*TEXT BLOCK*:

[Start of Attachment]

WHO urges action on bird flu outbreaks
Sick poultry raise fears of human pandemic.
The World Health Organization has called for a prompt response to curb the spread of avian flu. The announcement follows reports that a potentially lethal virus has re-emerged in birds in Asia.
The last two weeks have seen a spate of outbreaks in Asian poultry, including at least one in China, two in Thailand and three in Vietnam. Tens of thousands of chickens and ducks have been slaughtered to halt the spread of the infection. No humans are thought to have been infected.
The WHO wants Asian countries to step up surveillance of poultry and humans. It is also asking authorities in newly hit countries to make samples of the virus strains that are responsible for the latest cases available to international research teams for study.
"If we can compare the viruses with each other and with those from the earlier outbreaks, we will have a much better picture of what is going on," says Shigeru Omi, head of the WHO's regional office for the Western Pacific. Such studies would confirm whether the virus has mutated into a new strain, and might guide the production of an effective vaccine.
The recent outbreaks show that the virus continues to circulate and that new cases could flare up in future, says Joseph Domenech, chief of the Animal Health Service at the UN Food and Agriculture Organization. "Eradication of the avian flu virus should be considered, at best, a long-term task," he says.
A study published in the Proceedings of the National Academy of Sciences1 says that the virus is becoming more of a threat to human health. And one in Nature2 suggests that it is gaining a stronger foothold among birds in Asia. Over the last six years, the disease has claimed just 23 human lives, although the fear is that a new, more virulent strain could emerge.

[End of Attachment]

*SUPPLIED RECORDS*:
[Start of Attachment]

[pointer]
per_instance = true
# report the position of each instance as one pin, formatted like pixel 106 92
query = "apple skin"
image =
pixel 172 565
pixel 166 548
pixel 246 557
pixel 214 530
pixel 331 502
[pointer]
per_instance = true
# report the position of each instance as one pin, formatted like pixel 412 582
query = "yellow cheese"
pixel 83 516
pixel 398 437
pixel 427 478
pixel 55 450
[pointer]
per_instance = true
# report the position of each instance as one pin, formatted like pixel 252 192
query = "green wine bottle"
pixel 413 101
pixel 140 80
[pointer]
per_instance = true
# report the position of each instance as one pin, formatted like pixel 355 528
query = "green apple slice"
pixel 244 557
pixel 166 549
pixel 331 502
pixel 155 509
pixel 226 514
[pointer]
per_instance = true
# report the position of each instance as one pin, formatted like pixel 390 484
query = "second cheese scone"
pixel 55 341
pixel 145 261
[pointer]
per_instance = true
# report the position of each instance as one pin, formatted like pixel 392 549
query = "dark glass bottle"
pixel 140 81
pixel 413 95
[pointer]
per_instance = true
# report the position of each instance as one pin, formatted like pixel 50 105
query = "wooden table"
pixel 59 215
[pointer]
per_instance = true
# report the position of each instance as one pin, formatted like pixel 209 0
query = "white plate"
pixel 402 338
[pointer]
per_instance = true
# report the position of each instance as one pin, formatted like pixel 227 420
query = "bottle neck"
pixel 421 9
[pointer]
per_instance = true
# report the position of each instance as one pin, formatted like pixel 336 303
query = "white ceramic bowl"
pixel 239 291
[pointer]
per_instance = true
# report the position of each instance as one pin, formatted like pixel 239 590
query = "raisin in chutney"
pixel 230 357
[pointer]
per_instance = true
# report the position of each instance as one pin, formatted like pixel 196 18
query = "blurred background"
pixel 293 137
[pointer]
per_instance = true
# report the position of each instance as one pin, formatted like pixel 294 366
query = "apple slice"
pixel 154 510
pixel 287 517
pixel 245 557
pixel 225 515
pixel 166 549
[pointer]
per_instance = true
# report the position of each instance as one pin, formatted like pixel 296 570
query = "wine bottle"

[End of Attachment]

*TASKS FOR THIS EXERCISE*:
**A)** In the article on bird flu outbreaks, who is named as head of the WHO's regional office for the Western Pacific?
**B)** Go on with the article on bird flu outbreaks, starting after its final sentence.
The records are material separate from the article on bird flu outbreaks.

*EXERCISE RESPONSES*:
**A)** Shigeru Omi

**B)**
"There is no need for public anxiety, but it is vital that the countries affected share what they know with the international community," says Omi.
The affected Asian countries have responded promptly to the recent outbreaks. In China, more than 8,000 birds died or were slaughtered, including all chickens within a three-kilometre radius of the cases. Live poultry trade was suspended in all nearby animal markets.
And as scientists wait to see if the outbreaks have been successfully contained, human trials of a bird-flu vaccine are expected to begin. The biotechnology firms Aventis Pasteur, which has its headquarters in Lyon, France, and California-based Chiron have developed candidate vaccines. These are based on a strain known as H5N1, which was taken from a Vietnamese patient in February 2004.
- Chen H. et al. Proc. Natl Acad. Sci., doi:10.1073/pnas.0403212101 (2004).
- Li K. S. et al. Nature, 430. 209 - 213 doi:10.1038/nature02746 (2004).